## DATA FOR PROCESSING:
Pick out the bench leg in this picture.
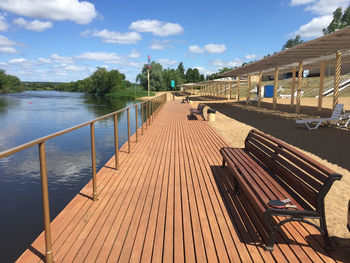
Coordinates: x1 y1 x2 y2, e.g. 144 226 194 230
320 205 332 250
264 213 277 251
221 159 226 168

## WHAT YOU SHOULD DO:
Rewrite the lines of the records above as a Markdown table with the columns "No." and "Text", giving each line its own numbered row and skipping blank lines. Leave the pictures out.

## EXERCISE RESULT:
| No. | Text |
|---|---|
| 1 | Pick out the bench leg in this picture. |
| 2 | Coordinates: x1 y1 x2 y2, e.g. 144 226 194 230 |
| 3 | 320 205 332 250 |
| 4 | 264 213 277 251 |
| 5 | 221 159 226 168 |